# PROBLEM 1
In the news item about the CD300e publication, which journal published the paper by Coletta S. et al.?
# PROBLEM 2
Carry on the news item about the CD300e publication, starting after its last sentence.

[TEXT PROVIDED — start]

New publication about the immune receptor CD300e signaling pathway
Pubblicato il: 04.11.2020 14:48
NEW PUBLICATION: The immune receptor CD300e negatively regulates T cell activation by impairing the STAT1-dependent antigen presentation
Helicobacter pylori is a bacterium that colonize the gastric tract of about 50% of human population. The lifelong permanence of H. pylori in the human stomach suggests that the host immune response fails to clear the infection.
Recently, in de Bernard’s lab was found that H. pylori infection up-regulates the immune receptor CD300e expression in macrophages and that the cross-linking of CD300e affects the ability of macrophages to express the antigen presenting molecule MHC-II, compromising the potential of macrophages to kill the bacterium. However, the mechanism leading to the decline of MHC-II by CD300e activation was not clear.
In the paper published by Coletta S. et al. in Scientific Reports, the authors characterized the pathway elicited by CD300e and demonstrated that the immune receptor compromises the ability of monocytes to activate a specific T cell response, affecting the MHC-II synthesis.
Notably, they found that this effect, that is associated with the transcription impairment of STAT1, overcomes the capacity of IFN-γ to promote the expression of the antigen-presenting molecules.

[TEXT PROVIDED — finish]
[RECORDED INFORMATION — start]

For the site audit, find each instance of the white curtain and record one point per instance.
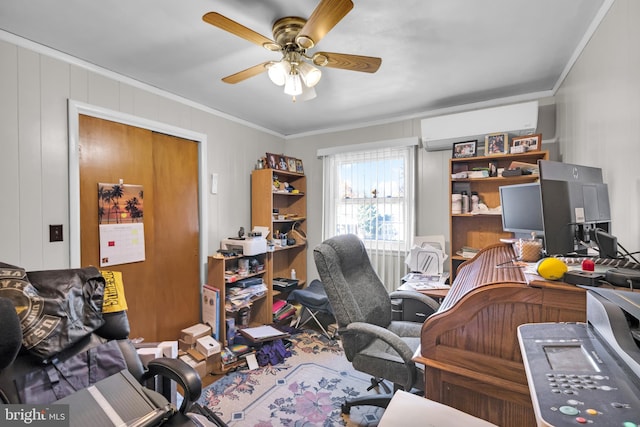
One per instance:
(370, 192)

[RECORDED INFORMATION — finish]
[RECORDED INFORMATION — start]

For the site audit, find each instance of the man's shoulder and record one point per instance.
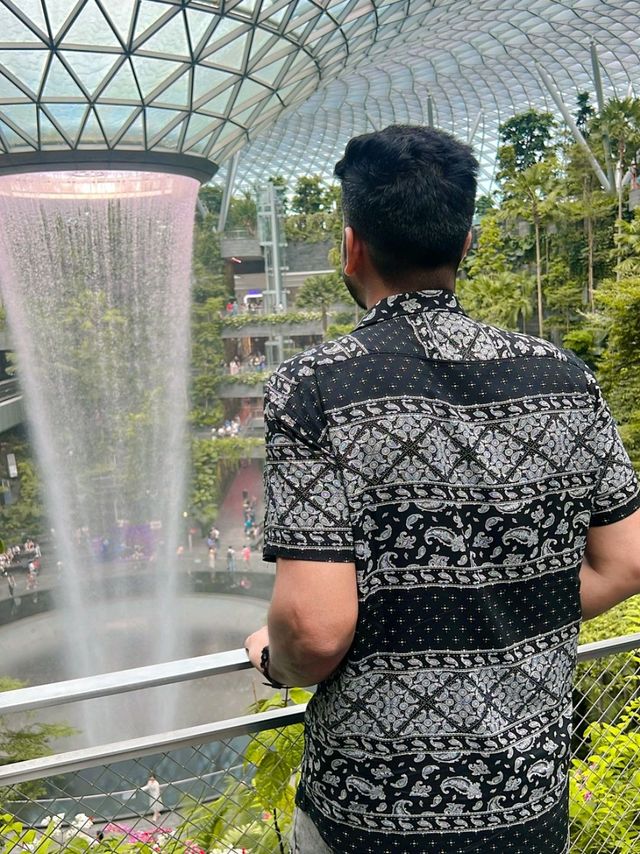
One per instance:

[RECORDED INFORMATION — finish]

# TASK RESPONSE 1
Scientific Reports

# TASK RESPONSE 2
Taken together, these findings suggest that CD300e may be a novel immune check point that contributes to the regulation of the physiological as well as pathological expansions of T cell-mediated responses.
First author shor biography
Sara Coletta is a 3rd year PhD student in Marina de Bernard’s laboratory. Sara’s project consists in understand whether CD300e can be considered an immune check point and whether it is a part of immune escape strategies occurring in some bacterial infection (i.e. Helicobacter pylori). After BSc in Biotechnology, Sara performed master studies in Industrial Biotechnologies. Before starting the PhD she won an AIRC Fellowship to study the Nuclear DNA repair and mitochondrial DNA maintenance in human SAMHD1 mutant fibroblast in Chiara Rampazzo’s Lab.